• **PROBLEM DETAILS**: Count the lines below that include the word "plastic" and write that number alone.

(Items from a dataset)

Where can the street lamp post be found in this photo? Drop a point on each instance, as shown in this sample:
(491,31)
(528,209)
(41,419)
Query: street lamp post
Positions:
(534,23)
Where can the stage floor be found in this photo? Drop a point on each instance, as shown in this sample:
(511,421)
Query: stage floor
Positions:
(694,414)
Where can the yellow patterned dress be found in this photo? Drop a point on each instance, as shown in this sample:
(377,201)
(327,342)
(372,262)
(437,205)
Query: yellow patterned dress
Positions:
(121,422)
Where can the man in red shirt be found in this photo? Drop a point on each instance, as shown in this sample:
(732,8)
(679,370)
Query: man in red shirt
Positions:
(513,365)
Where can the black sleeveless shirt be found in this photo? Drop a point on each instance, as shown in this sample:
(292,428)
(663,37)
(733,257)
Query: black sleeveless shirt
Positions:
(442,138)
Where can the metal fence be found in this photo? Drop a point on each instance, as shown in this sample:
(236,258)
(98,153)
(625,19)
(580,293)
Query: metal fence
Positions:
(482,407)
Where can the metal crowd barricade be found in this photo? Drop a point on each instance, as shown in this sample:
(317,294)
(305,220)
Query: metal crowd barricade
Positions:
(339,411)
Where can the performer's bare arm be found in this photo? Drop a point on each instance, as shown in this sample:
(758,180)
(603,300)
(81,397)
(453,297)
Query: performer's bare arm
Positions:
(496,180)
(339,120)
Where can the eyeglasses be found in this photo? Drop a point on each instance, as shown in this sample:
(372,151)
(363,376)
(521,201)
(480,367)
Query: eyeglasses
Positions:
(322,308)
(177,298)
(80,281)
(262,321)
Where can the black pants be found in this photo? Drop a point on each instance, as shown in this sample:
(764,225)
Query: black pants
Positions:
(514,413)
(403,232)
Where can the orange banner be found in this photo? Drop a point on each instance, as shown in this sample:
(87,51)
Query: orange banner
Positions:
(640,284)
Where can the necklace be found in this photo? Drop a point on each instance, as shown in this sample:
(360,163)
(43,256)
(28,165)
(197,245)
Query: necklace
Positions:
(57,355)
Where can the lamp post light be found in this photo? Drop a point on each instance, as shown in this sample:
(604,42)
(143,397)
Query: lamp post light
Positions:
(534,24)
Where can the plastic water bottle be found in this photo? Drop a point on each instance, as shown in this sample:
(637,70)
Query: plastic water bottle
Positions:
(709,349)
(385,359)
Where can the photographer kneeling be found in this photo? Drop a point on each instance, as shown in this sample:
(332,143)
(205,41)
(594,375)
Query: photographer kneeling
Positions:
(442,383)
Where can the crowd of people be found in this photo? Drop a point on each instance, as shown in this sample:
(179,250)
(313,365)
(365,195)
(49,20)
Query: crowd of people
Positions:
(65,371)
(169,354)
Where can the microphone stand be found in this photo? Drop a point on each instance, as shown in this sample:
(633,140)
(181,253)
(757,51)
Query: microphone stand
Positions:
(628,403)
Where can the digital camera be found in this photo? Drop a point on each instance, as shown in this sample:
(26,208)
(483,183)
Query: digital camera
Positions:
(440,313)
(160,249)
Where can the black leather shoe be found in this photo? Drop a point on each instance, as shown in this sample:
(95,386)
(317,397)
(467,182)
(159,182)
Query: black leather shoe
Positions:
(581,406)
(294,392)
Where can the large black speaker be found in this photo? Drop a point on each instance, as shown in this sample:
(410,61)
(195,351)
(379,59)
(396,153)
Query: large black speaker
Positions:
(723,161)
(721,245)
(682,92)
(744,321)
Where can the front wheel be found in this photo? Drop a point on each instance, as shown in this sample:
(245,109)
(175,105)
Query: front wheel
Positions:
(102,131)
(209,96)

• **SOLUTION TO THIS PROBLEM**: 2